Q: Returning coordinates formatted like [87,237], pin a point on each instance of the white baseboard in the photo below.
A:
--
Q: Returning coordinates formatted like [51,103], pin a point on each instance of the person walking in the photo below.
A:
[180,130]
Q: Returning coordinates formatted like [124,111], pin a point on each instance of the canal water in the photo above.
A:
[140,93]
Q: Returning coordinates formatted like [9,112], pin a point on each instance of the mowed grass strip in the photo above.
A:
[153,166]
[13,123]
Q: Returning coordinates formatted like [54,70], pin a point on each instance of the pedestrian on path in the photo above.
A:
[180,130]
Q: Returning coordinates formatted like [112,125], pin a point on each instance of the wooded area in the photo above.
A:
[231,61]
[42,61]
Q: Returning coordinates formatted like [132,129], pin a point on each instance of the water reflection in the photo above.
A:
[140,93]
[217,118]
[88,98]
--
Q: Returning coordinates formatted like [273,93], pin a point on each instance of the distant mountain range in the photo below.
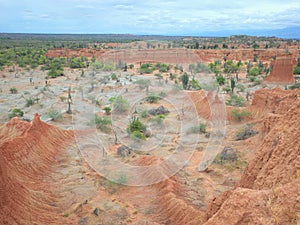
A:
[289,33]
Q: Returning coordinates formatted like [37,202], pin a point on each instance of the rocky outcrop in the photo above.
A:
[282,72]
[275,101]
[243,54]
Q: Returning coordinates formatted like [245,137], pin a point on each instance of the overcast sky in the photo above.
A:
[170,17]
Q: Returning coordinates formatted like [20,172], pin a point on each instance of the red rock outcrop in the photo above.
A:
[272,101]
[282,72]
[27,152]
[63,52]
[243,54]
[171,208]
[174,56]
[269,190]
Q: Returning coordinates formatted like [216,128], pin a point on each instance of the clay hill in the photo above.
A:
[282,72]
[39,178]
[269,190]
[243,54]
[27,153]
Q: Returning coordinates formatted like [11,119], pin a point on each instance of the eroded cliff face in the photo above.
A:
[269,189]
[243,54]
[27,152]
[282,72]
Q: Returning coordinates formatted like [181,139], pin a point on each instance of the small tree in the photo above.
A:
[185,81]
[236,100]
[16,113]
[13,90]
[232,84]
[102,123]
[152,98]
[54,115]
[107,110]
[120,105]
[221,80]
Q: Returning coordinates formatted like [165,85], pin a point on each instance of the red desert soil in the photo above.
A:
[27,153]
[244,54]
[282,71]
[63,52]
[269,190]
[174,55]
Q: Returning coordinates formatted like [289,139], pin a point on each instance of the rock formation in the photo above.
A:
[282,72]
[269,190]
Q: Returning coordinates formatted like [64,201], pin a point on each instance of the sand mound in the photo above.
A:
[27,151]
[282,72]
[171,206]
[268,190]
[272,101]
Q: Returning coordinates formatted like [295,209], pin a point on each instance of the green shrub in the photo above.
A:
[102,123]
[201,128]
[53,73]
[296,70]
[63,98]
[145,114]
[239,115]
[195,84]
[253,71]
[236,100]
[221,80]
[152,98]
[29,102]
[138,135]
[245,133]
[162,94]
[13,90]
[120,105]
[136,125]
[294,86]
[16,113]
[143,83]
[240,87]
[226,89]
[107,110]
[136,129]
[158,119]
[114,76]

- _WHAT TO PRODUCE_
From the listing above, copy out every line that contains the word "water".

- _RESULT OF THE TASK_
Q: Returning coordinates formatted like [124,111], pin a point on each instance of the canal water in the photo above.
Q: Returning coordinates formatted like [132,129], pin a point on each instance of the water reflection in the photo above.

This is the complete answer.